◆ INSTRUCTION
Put every one of these lines into a Markdown table with the columns No. and Line, numbering the rows in order. Leave out blank lines and the pictures.

◆ DATA
=-=-=-=-=

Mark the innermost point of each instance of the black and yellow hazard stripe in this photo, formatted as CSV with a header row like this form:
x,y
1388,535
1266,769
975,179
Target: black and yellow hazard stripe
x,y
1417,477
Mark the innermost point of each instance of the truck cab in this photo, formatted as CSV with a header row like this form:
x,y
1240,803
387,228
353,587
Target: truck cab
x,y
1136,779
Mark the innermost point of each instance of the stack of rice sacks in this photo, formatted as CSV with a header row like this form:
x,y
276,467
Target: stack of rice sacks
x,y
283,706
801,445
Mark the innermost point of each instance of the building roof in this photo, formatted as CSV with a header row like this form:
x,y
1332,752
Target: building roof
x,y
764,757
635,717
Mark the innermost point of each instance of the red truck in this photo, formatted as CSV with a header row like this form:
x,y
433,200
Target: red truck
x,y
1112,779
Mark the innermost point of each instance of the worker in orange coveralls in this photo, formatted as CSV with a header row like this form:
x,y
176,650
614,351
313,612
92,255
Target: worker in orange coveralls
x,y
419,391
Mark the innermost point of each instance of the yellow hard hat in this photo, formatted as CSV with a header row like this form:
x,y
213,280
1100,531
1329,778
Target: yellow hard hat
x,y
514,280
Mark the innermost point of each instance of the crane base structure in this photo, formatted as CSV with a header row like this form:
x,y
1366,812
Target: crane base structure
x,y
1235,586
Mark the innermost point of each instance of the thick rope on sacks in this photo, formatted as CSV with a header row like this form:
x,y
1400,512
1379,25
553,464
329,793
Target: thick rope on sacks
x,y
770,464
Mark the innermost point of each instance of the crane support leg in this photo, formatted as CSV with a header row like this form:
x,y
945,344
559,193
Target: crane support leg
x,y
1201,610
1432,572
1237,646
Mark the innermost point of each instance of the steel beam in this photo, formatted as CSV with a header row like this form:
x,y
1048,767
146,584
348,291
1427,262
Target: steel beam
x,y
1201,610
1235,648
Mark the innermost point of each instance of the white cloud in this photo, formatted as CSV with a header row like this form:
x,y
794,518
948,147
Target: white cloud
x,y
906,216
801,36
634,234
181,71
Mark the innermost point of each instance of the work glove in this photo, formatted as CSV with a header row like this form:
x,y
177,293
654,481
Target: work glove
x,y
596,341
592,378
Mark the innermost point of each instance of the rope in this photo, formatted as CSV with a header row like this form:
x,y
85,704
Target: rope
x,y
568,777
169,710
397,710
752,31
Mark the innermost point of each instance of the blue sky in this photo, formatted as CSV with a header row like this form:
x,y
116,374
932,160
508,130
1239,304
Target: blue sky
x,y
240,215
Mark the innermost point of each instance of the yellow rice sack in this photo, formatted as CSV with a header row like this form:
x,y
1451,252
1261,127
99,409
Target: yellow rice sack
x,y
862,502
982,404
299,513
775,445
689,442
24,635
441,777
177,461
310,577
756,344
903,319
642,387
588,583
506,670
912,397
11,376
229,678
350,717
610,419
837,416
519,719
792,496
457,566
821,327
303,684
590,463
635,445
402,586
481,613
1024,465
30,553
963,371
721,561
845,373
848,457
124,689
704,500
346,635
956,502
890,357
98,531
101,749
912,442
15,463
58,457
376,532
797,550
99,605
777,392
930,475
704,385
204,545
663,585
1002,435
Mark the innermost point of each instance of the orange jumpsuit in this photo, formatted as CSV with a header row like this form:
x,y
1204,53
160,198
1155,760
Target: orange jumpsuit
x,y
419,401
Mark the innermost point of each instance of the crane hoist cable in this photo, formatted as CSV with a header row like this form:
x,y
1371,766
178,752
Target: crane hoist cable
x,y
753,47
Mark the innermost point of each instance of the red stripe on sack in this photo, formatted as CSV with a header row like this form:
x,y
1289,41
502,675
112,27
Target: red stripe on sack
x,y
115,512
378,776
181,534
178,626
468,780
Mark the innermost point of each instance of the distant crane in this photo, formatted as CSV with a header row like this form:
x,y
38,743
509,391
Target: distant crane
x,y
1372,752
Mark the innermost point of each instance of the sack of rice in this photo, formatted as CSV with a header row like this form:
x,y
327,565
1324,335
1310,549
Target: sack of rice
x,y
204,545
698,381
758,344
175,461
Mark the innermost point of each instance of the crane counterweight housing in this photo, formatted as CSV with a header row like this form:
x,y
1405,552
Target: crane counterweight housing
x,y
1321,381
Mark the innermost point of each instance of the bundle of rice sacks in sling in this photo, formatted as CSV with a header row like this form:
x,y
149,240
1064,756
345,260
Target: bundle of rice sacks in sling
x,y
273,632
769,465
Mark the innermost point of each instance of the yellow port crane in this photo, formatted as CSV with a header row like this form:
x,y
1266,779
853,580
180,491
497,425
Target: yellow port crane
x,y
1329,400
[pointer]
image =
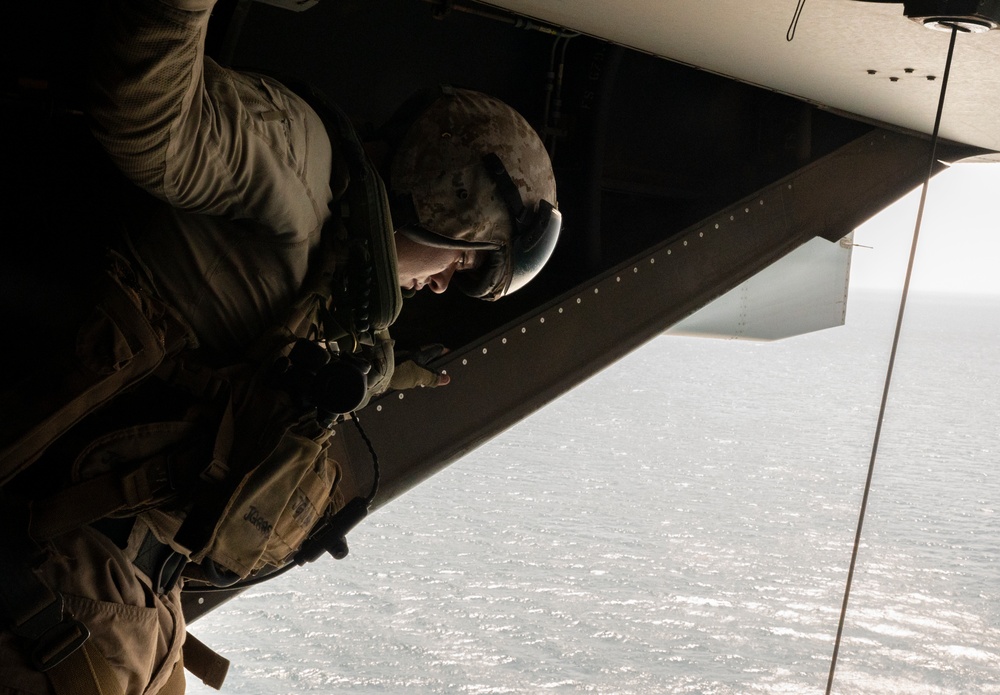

=-=-=-=-=

◆ ANSWER TO THIS TASK
| No. | Line |
|---|---|
| 1 | Mark the innermost point of each instance of the black and yellow hazard stripe in this photo, formatted as CSV with a header row like this form: |
| 2 | x,y |
| 3 | 1388,535 |
| 4 | 1266,769 |
| 5 | 975,179 |
| 6 | Target: black and yellow hazard stripe |
| 7 | x,y |
| 8 | 1417,477 |
| 9 | Mark the innermost point of each instance of the truck cab in this photo, formatted as CSV with a header row like this form: |
| 10 | x,y |
| 11 | 1240,803 |
| 12 | 387,228 |
| 13 | 353,587 |
| 14 | Target: truck cab |
| 15 | x,y |
| 16 | 1136,779 |
| 17 | Mark the innermost point of each instance of the stack of rice sacks in this photo, formatted as CSV with a header row like this form: |
| 18 | x,y |
| 19 | 276,467 |
| 20 | Target: stack of rice sacks |
| 21 | x,y |
| 22 | 283,706 |
| 23 | 801,445 |
| 24 | Mark the innermost point of each instance of the building roof in this photo, formatted as CSV with a header row like this form: |
| 25 | x,y |
| 26 | 1332,752 |
| 27 | Target: building roof |
| 28 | x,y |
| 29 | 764,757 |
| 30 | 635,717 |
| 31 | Mark the innermost point of each instance of the red truck in this photo, formatted as CSV with a header row like this form: |
| 32 | x,y |
| 33 | 433,200 |
| 34 | Target: red truck |
| 35 | x,y |
| 36 | 1112,779 |
| 37 | Mark the innermost point of each instance of the worker in orange coveralls in this photo, formatted as CSV with a header row like this form: |
| 38 | x,y |
| 39 | 176,650 |
| 40 | 614,351 |
| 41 | 313,612 |
| 42 | 92,255 |
| 43 | Target: worker in orange coveralls |
| 44 | x,y |
| 45 | 419,391 |
| 46 | Mark the innermost point of each instance of the yellow hard hat in this photo, formatted as CSV with a header row like this form: |
| 47 | x,y |
| 48 | 213,280 |
| 49 | 1100,531 |
| 50 | 1329,778 |
| 51 | Target: yellow hard hat |
| 52 | x,y |
| 53 | 514,280 |
| 54 | Mark the innermost point of each instance of the crane base structure in this photo, formatted as CSV with a header row like this form: |
| 55 | x,y |
| 56 | 1366,812 |
| 57 | Target: crane base structure |
| 58 | x,y |
| 59 | 1235,586 |
| 60 | Mark the innermost point of each instance of the thick rope on sacks in this photo, formatted as CSV with a header row like this form: |
| 61 | x,y |
| 62 | 1400,512 |
| 63 | 1379,25 |
| 64 | 553,464 |
| 65 | 329,793 |
| 66 | Target: thick rope on sacks |
| 67 | x,y |
| 68 | 770,464 |
| 69 | Mark the innermost point of each instance of the crane support leg in this photo, formatted as CSV with a header row like this form: |
| 70 | x,y |
| 71 | 945,344 |
| 72 | 559,193 |
| 73 | Target: crane support leg |
| 74 | x,y |
| 75 | 1201,610 |
| 76 | 1432,572 |
| 77 | 1237,646 |
| 78 | Mark the innermost point of each instance of the steel beam in this photo, formatted as CSV with a header row like this form: |
| 79 | x,y |
| 80 | 1048,767 |
| 81 | 146,584 |
| 82 | 348,291 |
| 83 | 1427,262 |
| 84 | Target: steel beam |
| 85 | x,y |
| 86 | 1201,610 |
| 87 | 1235,648 |
| 88 | Mark the innermost point of each instance of the white cloud in this photo, formatted as CSV with a header row like this form: |
| 89 | x,y |
| 90 | 794,518 |
| 91 | 948,147 |
| 92 | Target: white cloud |
| 93 | x,y |
| 94 | 906,216 |
| 95 | 801,36 |
| 96 | 634,234 |
| 97 | 181,71 |
| 98 | Mark the innermost point of each instance of the work glove in this photo, formatted as CSV with a header row like this form: |
| 99 | x,y |
| 100 | 177,293 |
| 101 | 654,481 |
| 102 | Target: work glove |
| 103 | x,y |
| 104 | 596,341 |
| 105 | 592,378 |
| 106 | Mark the innermost point of each instance of the rope in this photo, formatted as CSV with a header row like this form: |
| 107 | x,y |
| 108 | 85,704 |
| 109 | Target: rope |
| 110 | x,y |
| 111 | 568,777 |
| 112 | 169,710 |
| 113 | 397,710 |
| 114 | 752,31 |
| 115 | Mark the innermost point of each instance of the blue sky in this photo, formatted as CSV with a header row like this form: |
| 116 | x,y |
| 117 | 116,374 |
| 118 | 932,160 |
| 119 | 508,130 |
| 120 | 1239,304 |
| 121 | Target: blue sky |
| 122 | x,y |
| 123 | 240,215 |
| 124 | Mark the innermost point of each instance of the yellow rice sack in this photo, formatted as CSV with a header row like this form: |
| 125 | x,y |
| 126 | 1451,252 |
| 127 | 1261,127 |
| 128 | 99,409 |
| 129 | Target: yellow rice sack |
| 130 | x,y |
| 131 | 862,502 |
| 132 | 982,404 |
| 133 | 299,513 |
| 134 | 775,445 |
| 135 | 689,442 |
| 136 | 24,635 |
| 137 | 441,777 |
| 138 | 177,461 |
| 139 | 310,577 |
| 140 | 756,344 |
| 141 | 903,319 |
| 142 | 642,387 |
| 143 | 588,583 |
| 144 | 506,670 |
| 145 | 912,397 |
| 146 | 11,376 |
| 147 | 229,678 |
| 148 | 350,717 |
| 149 | 610,419 |
| 150 | 837,416 |
| 151 | 519,719 |
| 152 | 792,496 |
| 153 | 457,566 |
| 154 | 821,327 |
| 155 | 303,684 |
| 156 | 590,463 |
| 157 | 635,445 |
| 158 | 402,586 |
| 159 | 481,613 |
| 160 | 1024,465 |
| 161 | 30,553 |
| 162 | 963,371 |
| 163 | 721,561 |
| 164 | 845,373 |
| 165 | 848,457 |
| 166 | 124,689 |
| 167 | 704,500 |
| 168 | 346,635 |
| 169 | 956,502 |
| 170 | 890,357 |
| 171 | 98,531 |
| 172 | 101,749 |
| 173 | 912,442 |
| 174 | 15,463 |
| 175 | 58,457 |
| 176 | 376,532 |
| 177 | 797,550 |
| 178 | 99,605 |
| 179 | 777,392 |
| 180 | 930,475 |
| 181 | 704,385 |
| 182 | 204,545 |
| 183 | 663,585 |
| 184 | 1002,435 |
| 185 | Mark the innermost point of each instance of the orange jumpsuit in this photo, formatted as CSV with a header row like this form: |
| 186 | x,y |
| 187 | 1204,53 |
| 188 | 160,198 |
| 189 | 1155,760 |
| 190 | Target: orange jumpsuit |
| 191 | x,y |
| 192 | 419,401 |
| 193 | Mark the innermost point of each instance of the crane hoist cable in this photo, formatted as CSV with a header row like this form: |
| 194 | x,y |
| 195 | 1371,766 |
| 196 | 178,752 |
| 197 | Target: crane hoist cable |
| 198 | x,y |
| 199 | 753,47 |
| 200 | Mark the innermost point of each instance of the red stripe on sack in this photo, formatted as CSV with a header row like this form: |
| 201 | x,y |
| 202 | 1289,41 |
| 203 | 502,675 |
| 204 | 112,27 |
| 205 | Target: red stripe on sack |
| 206 | x,y |
| 207 | 115,512 |
| 208 | 378,776 |
| 209 | 181,534 |
| 210 | 178,626 |
| 211 | 468,780 |
| 212 | Mark the innermost point of each instance of the distant crane in this photo, formatted as CSV with a header row like this form: |
| 213 | x,y |
| 214 | 38,743 |
| 215 | 509,391 |
| 216 | Target: distant crane |
| 217 | x,y |
| 218 | 1372,752 |
| 219 | Mark the innermost point of each instance of the sack of rice in this photo, formatted as CSV with a header row like this form: |
| 220 | x,y |
| 221 | 327,565 |
| 222 | 1324,335 |
| 223 | 1310,549 |
| 224 | Target: sack of rice |
| 225 | x,y |
| 226 | 204,545 |
| 227 | 698,381 |
| 228 | 758,344 |
| 229 | 175,461 |
| 230 | Mark the innermost point of each instance of the crane counterweight housing in this photo, formatted as CSV with a header row like this form: |
| 231 | x,y |
| 232 | 1405,552 |
| 233 | Target: crane counterweight housing |
| 234 | x,y |
| 235 | 1321,381 |
| 236 | Mark the innermost point of each instance of the bundle of rice sacks in sling in this photo, formatted as CSV with a header row like this form: |
| 237 | x,y |
| 238 | 149,240 |
| 239 | 1064,756 |
| 240 | 345,260 |
| 241 | Target: bundle of rice sacks in sling |
| 242 | x,y |
| 243 | 273,632 |
| 244 | 769,465 |
| 245 | Mark the innermost point of each instance of the yellow port crane in this photo, formatted as CSV with a header row like this form: |
| 246 | x,y |
| 247 | 1266,779 |
| 248 | 853,580 |
| 249 | 180,491 |
| 250 | 497,425 |
| 251 | Target: yellow port crane |
| 252 | x,y |
| 253 | 1329,400 |
| 254 | [pointer] |
| 255 | image = |